■ Job
Collect every line of the material that contains the string "player". Case counts.
====== Listed entries ======
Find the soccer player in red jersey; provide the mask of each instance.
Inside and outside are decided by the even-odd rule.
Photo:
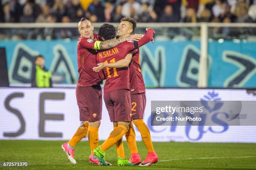
[[[122,38],[130,35],[136,27],[136,22],[132,18],[125,17],[121,20],[118,29],[118,35]],[[154,41],[153,41],[154,42]],[[148,166],[158,160],[153,146],[150,133],[143,120],[143,114],[146,107],[146,97],[143,77],[141,73],[139,49],[133,52],[133,56],[127,55],[125,58],[115,63],[100,63],[94,70],[98,71],[105,67],[116,68],[127,67],[130,65],[130,86],[132,104],[133,122],[141,133],[143,142],[148,150],[148,156],[141,164],[141,166]],[[130,63],[131,62],[131,63]],[[132,129],[132,130],[131,130]],[[132,126],[130,125],[130,133],[125,134],[128,146],[131,152],[129,162],[137,165],[141,162],[136,145],[135,133]],[[120,144],[121,146],[123,144]],[[123,147],[117,148],[118,153],[124,153]]]
[[[78,23],[78,31],[80,34],[77,50],[79,78],[76,95],[82,123],[70,140],[61,145],[69,160],[73,164],[76,163],[74,158],[74,148],[87,134],[91,148],[89,160],[92,163],[100,164],[93,152],[93,149],[98,146],[98,131],[102,109],[100,72],[96,73],[92,69],[97,66],[95,50],[110,48],[124,41],[136,40],[142,37],[141,35],[138,35],[101,42],[98,41],[97,35],[93,33],[93,29],[90,22],[85,18],[82,18]],[[102,74],[103,77],[104,75]]]
[[[151,41],[154,32],[152,28],[148,29],[144,36],[138,42],[125,41],[109,50],[98,51],[97,54],[97,61],[99,63],[113,63],[123,59],[131,51]],[[115,39],[115,27],[111,24],[103,24],[100,28],[99,36],[105,40]],[[106,78],[104,88],[104,101],[110,121],[117,124],[117,127],[110,133],[107,140],[101,146],[94,150],[101,162],[105,165],[105,152],[129,130],[132,108],[129,67],[118,69],[106,68],[103,71]]]

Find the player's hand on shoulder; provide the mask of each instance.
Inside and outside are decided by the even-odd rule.
[[[97,67],[94,67],[92,68],[92,70],[95,72],[99,72],[105,67],[105,64],[104,63],[100,63],[97,64]]]
[[[143,36],[143,34],[132,34],[131,35],[131,36],[129,37],[127,37],[127,41],[138,41],[139,40],[141,39]]]
[[[148,31],[148,29],[152,29],[153,30],[153,31],[154,31],[154,34],[155,34],[155,33],[156,33],[156,32],[155,32],[155,30],[153,30],[153,29],[152,28],[146,28],[146,31]],[[152,41],[152,43],[154,43],[154,38],[152,38],[152,41]]]

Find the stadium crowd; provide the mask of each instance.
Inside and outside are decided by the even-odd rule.
[[[256,22],[255,0],[0,0],[1,23]]]

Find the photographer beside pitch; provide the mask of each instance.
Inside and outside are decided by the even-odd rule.
[[[133,32],[136,26],[136,22],[133,19],[128,17],[122,18],[118,29],[118,36],[120,38],[130,36]],[[153,39],[152,41],[154,43]],[[135,132],[132,123],[131,123],[129,129],[125,134],[126,140],[131,152],[129,162],[133,165],[149,166],[157,162],[158,156],[154,149],[149,130],[143,120],[143,114],[146,104],[146,96],[144,80],[141,73],[139,49],[133,51],[132,53],[135,53],[133,57],[132,57],[131,55],[127,55],[125,58],[114,63],[99,63],[97,64],[97,67],[95,67],[93,69],[94,71],[97,72],[106,67],[118,68],[129,66],[130,86],[132,104],[132,113],[131,116],[133,122],[137,127],[141,134],[141,138],[148,151],[147,157],[141,163],[141,159],[136,145]],[[114,123],[114,126],[117,127],[117,124]],[[116,144],[118,156],[124,155],[123,144],[120,143],[121,143],[121,142],[119,143],[119,146],[116,146]]]

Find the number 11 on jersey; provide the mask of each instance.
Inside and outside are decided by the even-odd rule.
[[[110,63],[115,63],[115,58],[113,58],[110,60]],[[104,61],[104,63],[106,64],[108,63],[108,60],[106,60],[105,61]],[[107,73],[108,74],[108,78],[111,78],[111,75],[110,75],[110,69],[109,68],[109,67],[107,67],[106,69],[107,69]],[[117,76],[118,76],[118,74],[117,73],[117,71],[116,71],[116,68],[113,68],[113,71],[114,72],[114,77],[116,77]]]

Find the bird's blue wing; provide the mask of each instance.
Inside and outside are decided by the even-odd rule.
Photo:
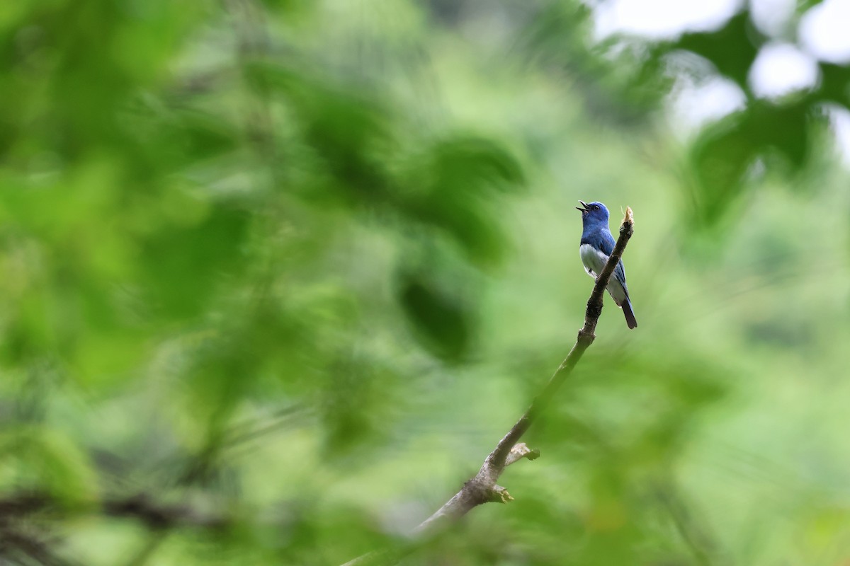
[[[599,249],[605,254],[605,255],[610,255],[614,253],[614,246],[616,245],[616,242],[614,239],[614,236],[608,230],[602,230],[598,233],[598,238],[596,238]],[[628,288],[626,287],[626,268],[623,267],[623,261],[620,260],[617,262],[617,266],[614,268],[613,277],[620,282],[623,286],[623,291],[626,293],[626,297],[629,296]]]

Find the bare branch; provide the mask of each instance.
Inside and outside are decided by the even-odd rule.
[[[518,444],[519,439],[529,429],[531,423],[549,405],[555,393],[572,373],[573,368],[581,358],[585,350],[593,343],[596,334],[597,322],[602,314],[602,298],[608,286],[608,281],[622,257],[626,244],[634,231],[634,218],[632,209],[626,208],[626,216],[620,227],[620,238],[617,239],[614,251],[608,259],[602,273],[596,279],[593,291],[587,300],[585,311],[585,322],[579,330],[575,344],[564,358],[561,365],[555,370],[543,390],[531,401],[531,406],[519,417],[516,424],[499,440],[496,448],[487,456],[481,468],[474,477],[468,480],[463,487],[455,496],[445,502],[435,513],[416,527],[416,533],[423,533],[434,529],[439,524],[457,519],[467,514],[473,507],[490,502],[507,502],[511,501],[510,494],[505,488],[497,485],[496,481],[504,471],[505,467],[518,460],[527,457],[533,460],[540,455],[537,451],[531,451],[524,443]],[[533,457],[532,457],[533,456]]]

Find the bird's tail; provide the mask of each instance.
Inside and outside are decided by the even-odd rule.
[[[626,299],[620,306],[623,309],[623,314],[626,315],[626,323],[629,325],[630,328],[637,328],[638,321],[635,319],[635,313],[632,310],[632,301]]]

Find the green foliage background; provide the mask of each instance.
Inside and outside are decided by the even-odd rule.
[[[801,5],[800,13],[813,3]],[[850,560],[847,174],[745,9],[590,41],[567,2],[0,8],[0,555],[333,564],[403,543],[558,367],[577,199],[631,205],[598,339],[427,564]],[[623,46],[626,46],[623,48]],[[671,54],[737,81],[682,142]]]

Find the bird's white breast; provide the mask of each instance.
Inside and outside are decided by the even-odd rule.
[[[581,263],[585,269],[592,272],[591,277],[595,277],[605,267],[608,262],[608,256],[594,248],[589,244],[582,244],[579,246],[579,255],[581,256]]]

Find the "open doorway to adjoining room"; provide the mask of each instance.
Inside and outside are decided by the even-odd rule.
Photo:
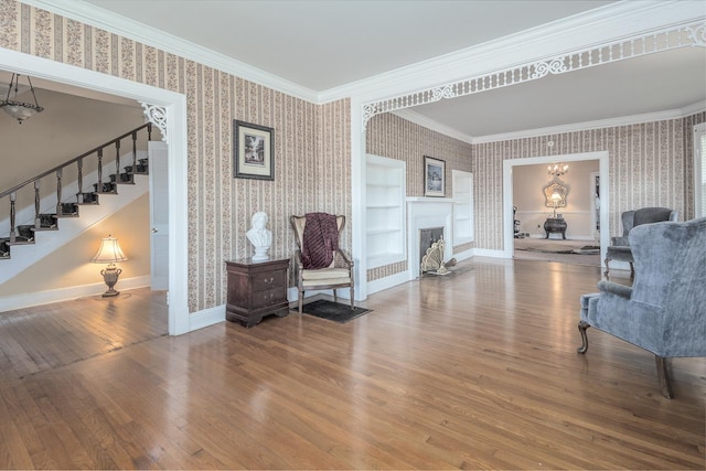
[[[555,163],[568,171],[550,175],[547,167]],[[608,152],[513,159],[503,167],[505,256],[599,267],[608,245],[601,224],[608,179],[600,178],[608,174]],[[555,183],[566,189],[559,205],[547,196]]]

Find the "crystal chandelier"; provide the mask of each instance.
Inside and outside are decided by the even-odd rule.
[[[561,176],[569,171],[569,165],[568,163],[555,163],[549,165],[548,169],[552,176]]]
[[[36,101],[36,95],[34,94],[34,87],[32,86],[32,81],[29,75],[26,77],[28,83],[30,84],[30,90],[32,92],[32,97],[34,98],[34,105],[31,103],[18,101],[18,87],[20,85],[20,74],[12,74],[12,78],[10,79],[10,85],[8,86],[8,96],[6,99],[0,101],[0,108],[8,115],[12,116],[21,125],[25,119],[31,118],[44,110]],[[14,92],[14,93],[13,93]],[[10,99],[10,95],[12,94],[12,98]]]

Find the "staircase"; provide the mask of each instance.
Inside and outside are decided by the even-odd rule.
[[[9,233],[3,234],[0,228],[0,234],[2,234],[0,237],[0,283],[147,192],[147,179],[137,178],[137,175],[147,175],[149,172],[147,152],[137,150],[140,132],[147,132],[147,139],[151,140],[151,124],[142,125],[0,193],[0,204],[8,202],[10,206],[10,216],[4,222],[0,222],[2,224],[0,227],[9,226]],[[128,139],[132,143],[131,152],[120,156],[120,143]],[[106,163],[115,165],[115,172],[109,174],[108,179],[104,179],[106,150],[115,152],[115,160]],[[120,161],[125,162],[126,158],[129,164],[121,168]],[[94,168],[94,170],[84,175],[88,168]],[[63,176],[72,171],[76,173],[75,181],[64,185]],[[42,197],[41,181],[44,178],[51,178],[52,174],[55,175],[56,192]],[[96,183],[93,183],[93,188],[88,188],[86,191],[84,180]],[[118,194],[118,190],[121,195],[119,201],[113,197]],[[22,195],[22,192],[24,192],[25,200],[31,199],[33,192],[34,207],[28,205],[18,212],[15,204],[18,195]],[[71,196],[64,199],[62,196],[64,192]],[[50,210],[46,211],[46,208]],[[18,225],[18,220],[24,223]],[[62,229],[61,236],[57,233],[60,227]]]

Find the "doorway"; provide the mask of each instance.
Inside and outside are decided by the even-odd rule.
[[[556,162],[579,162],[587,160],[598,160],[599,167],[599,191],[601,195],[601,203],[599,210],[599,225],[600,225],[600,259],[606,258],[606,247],[609,244],[609,234],[607,229],[608,224],[608,151],[599,152],[585,152],[564,156],[544,156],[533,157],[525,159],[511,159],[503,161],[503,256],[505,258],[513,258],[514,254],[514,216],[513,216],[513,173],[516,168],[523,165],[548,165]],[[602,261],[601,261],[602,264]]]
[[[125,78],[0,49],[0,68],[52,82],[131,98],[158,107],[163,117],[169,152],[169,333],[189,332],[188,204],[186,204],[186,97],[182,94]]]

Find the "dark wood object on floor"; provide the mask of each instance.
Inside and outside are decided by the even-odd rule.
[[[547,234],[544,238],[549,238],[552,233],[559,233],[561,238],[566,239],[566,221],[563,217],[547,217],[544,222],[544,232]]]
[[[253,261],[245,258],[225,264],[228,269],[225,318],[228,321],[252,328],[265,315],[287,315],[289,259]]]

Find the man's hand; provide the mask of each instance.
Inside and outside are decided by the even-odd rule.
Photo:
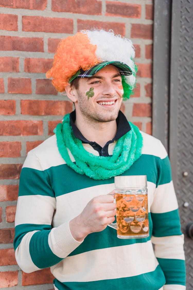
[[[70,221],[70,231],[76,240],[81,242],[89,234],[103,231],[114,221],[116,205],[114,194],[113,191],[93,198],[81,213]]]

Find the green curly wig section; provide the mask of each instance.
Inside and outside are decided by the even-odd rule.
[[[135,77],[136,77],[136,74],[137,72],[137,67],[135,64],[135,72],[133,72],[133,73]],[[126,101],[126,100],[128,100],[131,95],[133,95],[134,93],[133,89],[136,87],[136,82],[133,86],[130,86],[127,84],[126,82],[125,77],[124,76],[121,76],[121,78],[122,81],[122,85],[123,88],[123,91],[124,93],[123,94],[123,100]]]

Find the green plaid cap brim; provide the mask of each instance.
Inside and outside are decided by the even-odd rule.
[[[108,64],[112,64],[117,67],[119,70],[120,74],[122,75],[131,75],[133,74],[132,70],[129,67],[123,62],[120,61],[103,61],[95,64],[87,70],[79,70],[70,79],[69,82],[71,83],[76,77],[84,78],[92,77],[99,70]]]

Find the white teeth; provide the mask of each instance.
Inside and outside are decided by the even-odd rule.
[[[115,101],[111,101],[111,102],[99,102],[99,105],[113,105],[115,103]]]

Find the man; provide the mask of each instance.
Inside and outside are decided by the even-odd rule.
[[[130,41],[112,31],[84,31],[61,42],[47,73],[75,110],[28,153],[14,247],[24,271],[51,267],[56,289],[185,289],[167,153],[120,111],[135,86],[134,56]],[[120,175],[147,176],[148,238],[118,239],[107,226],[116,208],[108,194]]]

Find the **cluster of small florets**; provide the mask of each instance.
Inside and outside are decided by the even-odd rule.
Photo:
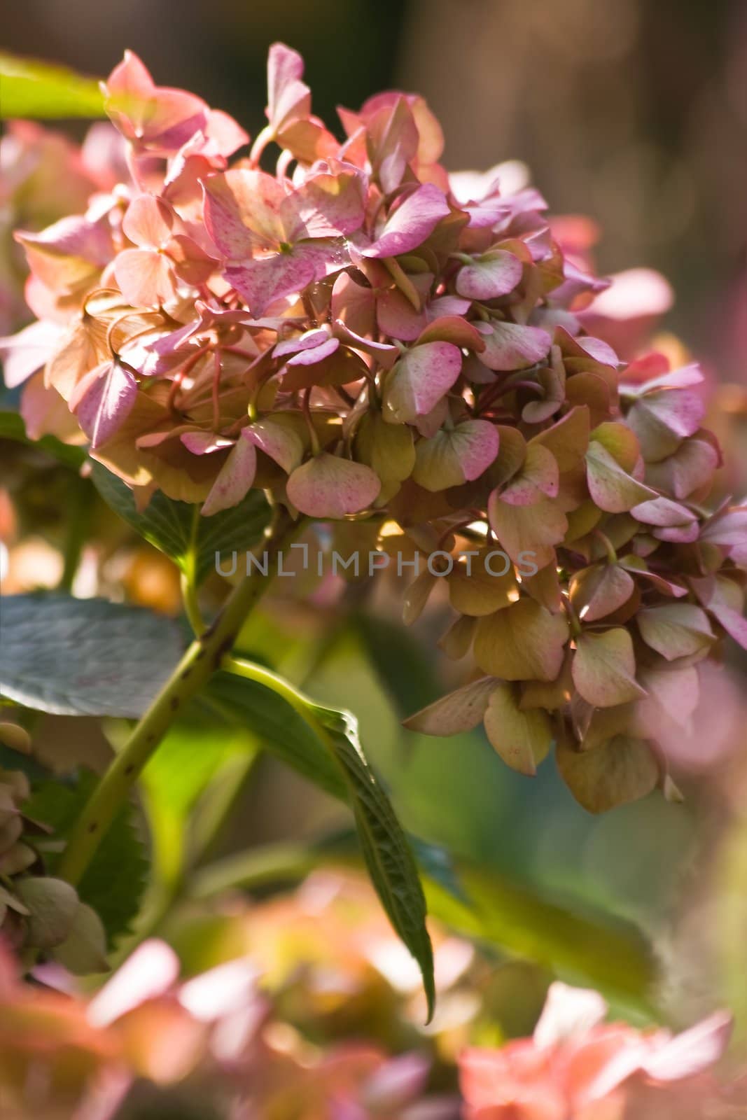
======
■ Result
Find the soccer player in red jersey; provide the mask of each instance.
Find the player's hand on shoulder; provide the mask of each instance.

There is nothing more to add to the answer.